Binding Values for the C/C++ API
To connect values passed in from C/C++ API to values in the energy specification, the functions Array
, Unknown
, Dim
, and Graph
have an argument (e.g., problemparams_position
) that binds the object in the energy specification to the argument at that numeric offset in the parameters passed to Opt.
API Example:
uint32_t dims[] = { width, height };
Plan * m_plan = Opt_ProblemPlan(m_optimizerState, m_problem, dims);
Energy Specification:
local W,H = Dim("W",0), Dim("H",1)
API Example:
int nLinearIterations = 8;
int nNonLinearIterations = 8;
float weightFitSqrt = sqrt(weightFit);
float weightRegSqrt = sqrt(weightReg);
float * d_x = ... //raw image data for x in (H,W,channel) order
float * d_a = ...
float * d_urshape = ...
float * d_constraints = ...
float * d_mask = ...
void* problemParams[] = { d_x, d_a, d_urshape, d_constraints, d_mask, &weightFitSqrt, &weightRegSqrt };
Opt_SetSolverParameter(m_optimizerState, m_plan, "nIterations", (void*)&nNonLinearIterations);
Opt_SetSolverParameter(m_optimizerState, m_plan, "lIterations", (void*)&nLinearIterations);
Opt_ProblemSolve(m_optimizerState, m_plan, problemParams);
Energy Specification:
local Offset = Unknown("Offset",float2,{W,H},0)
local Angle = Unknown("Angle",float,{W,H},1)
local UrShape = Array("UrShape", float2,{W,H},2)
local Constraints = Array("Constraints", float2,{W,H},3)
local Mask = Array("Mask", float, {W,H},4)
local w_fitSqrt = Param("w_fitSqrt", float, 5)
local w_regSqrt = Param("w_regSqrt", float, 6)
Helpers
for x,y in Stencil { {1,0},{-1,0},{0,1},{0,-1} } do
Energy(X(0,0) - X(x,y)) -- laplacian regularization
end
-- equivalent to
Energy(X(0,0) - X(1,0)) -- laplacian regularization
Energy(X(0,0) - X(-1,0)) -- laplacian regularization
Energy(X(0,0) - X(0,1)) -- laplacian regularization
Energy(X(0,0) - X(0,-1)) -- laplacian regularization
The function Stencil
is a Lua iterator that makes it easy to define similar energy functions for a set of neighboring offsets.
There currently is no equivalent iterator for nodes in a graph hyperedge, but for the time being you can roll your own using standard Lua functionality. For example:
G = Graph("G", 3, "v0", 4, "v1", 5, "v2", 6, "v3", 7)
nodes = {"v0","v1","v2","v3"}
local result = 1.0
for _,n in ipairs(nodes) do
result = result * X(G[n])
end
Energy(result)
Solver Parameters
Solver parameters are set using the Opt_SetSolverParameter() function.

○ ○ ○ ○ ○

# TO BE DONE
A: On the Opt API page, repeat the stretch from "There currently is" through "the Opt_SetSolverParameter() function." word for word.
B: Which functions does the Opt API page say take an argument that binds an energy-specification object to a numeric offset in the parameters passed to Opt?

# DATASET EXCERPT
○ ○ ○ ○ ○

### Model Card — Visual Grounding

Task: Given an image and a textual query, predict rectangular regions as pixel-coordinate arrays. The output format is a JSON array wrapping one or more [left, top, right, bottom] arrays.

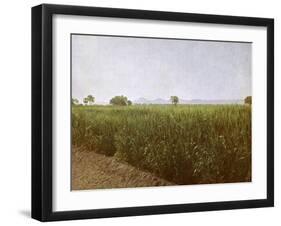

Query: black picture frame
[[32, 4, 274, 221]]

○ ○ ○ ○ ○

# RESPONSES TO THE EXERCISE
A:
There currently is no equivalent iterator for nodes in a graph hyperedge, but for the time being you can roll your own using standard Lua functionality. For example:
G = Graph("G", 3, "v0", 4, "v1", 5, "v2", 6, "v3", 7)
nodes = {"v0","v1","v2","v3"}
local result = 1.0
for _,n in ipairs(nodes) do
result = result * X(G[n])
end
Energy(result)
Solver Parameters
Solver parameters are set using the Opt_SetSolverParameter() function.

B: Array, Unknown, Dim, Graph